[[ Dataset open ]]
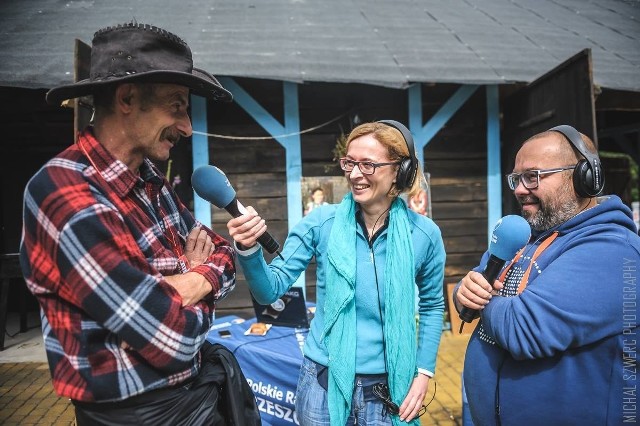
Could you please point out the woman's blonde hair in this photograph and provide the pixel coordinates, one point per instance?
(397, 149)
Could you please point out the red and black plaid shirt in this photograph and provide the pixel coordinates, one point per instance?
(96, 245)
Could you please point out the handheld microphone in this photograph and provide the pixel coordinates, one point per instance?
(211, 184)
(510, 234)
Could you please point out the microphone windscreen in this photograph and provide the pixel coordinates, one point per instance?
(510, 234)
(211, 184)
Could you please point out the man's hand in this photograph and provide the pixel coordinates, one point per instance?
(198, 247)
(191, 286)
(475, 291)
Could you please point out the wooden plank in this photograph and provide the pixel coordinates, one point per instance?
(465, 244)
(476, 191)
(458, 227)
(458, 264)
(459, 210)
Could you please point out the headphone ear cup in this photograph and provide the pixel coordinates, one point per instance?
(583, 180)
(404, 174)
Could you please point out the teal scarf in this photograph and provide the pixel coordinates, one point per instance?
(340, 312)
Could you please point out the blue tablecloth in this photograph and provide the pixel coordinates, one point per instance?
(271, 364)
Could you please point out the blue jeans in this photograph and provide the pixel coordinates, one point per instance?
(312, 407)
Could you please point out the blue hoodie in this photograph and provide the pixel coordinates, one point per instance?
(564, 351)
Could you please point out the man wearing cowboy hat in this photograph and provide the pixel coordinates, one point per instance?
[[ Dataset closed ]]
Task instructions: Every entry must be written out exactly, with all pictures left out.

Exercise solution:
Could you please point out the woman's blonde hair in this photograph and provide the pixel coordinates, one point per instance?
(397, 149)
Could you please point out the red and black plaid shirt in this photograph and provide the pixel coordinates, one point per instance?
(96, 245)
Could you please point out the handheld microphone in this photograph and provide the pixel coordinates, one point per instance?
(211, 184)
(510, 234)
Could you please point out the microphone windscreen in this photograph and provide the pixel coordinates, one point per instance?
(510, 234)
(211, 184)
Could you please point out the man's hand in this photograph and provide the pixel coordinates, one point per instance?
(198, 247)
(191, 286)
(475, 291)
Could you please point out the wooden plank in this photograph and provide the pixel coordinates, one point per instance?
(465, 244)
(476, 191)
(458, 227)
(458, 264)
(459, 210)
Could you please point out the headphone ear cup in this photograph and provide the pixel coordinates, one point per instance?
(583, 180)
(404, 174)
Could you please point out the teal scarf in this photograph and provide the pixel coordinates, one point per instance?
(340, 312)
Could you please point out the blue tablecloth in this photograph and provide the pixel coordinates, one point per instance?
(271, 364)
Could you please point out the blue jeans in this photograph and provide the pixel coordinates, one point per instance?
(312, 407)
Could you please point out the blue hoodie in this photograph and provide the pixel coordinates, one point per instance?
(564, 351)
Could you please point out the man wearing cowboy hat in this photograph and provide the pixel coordinates, one point per instance?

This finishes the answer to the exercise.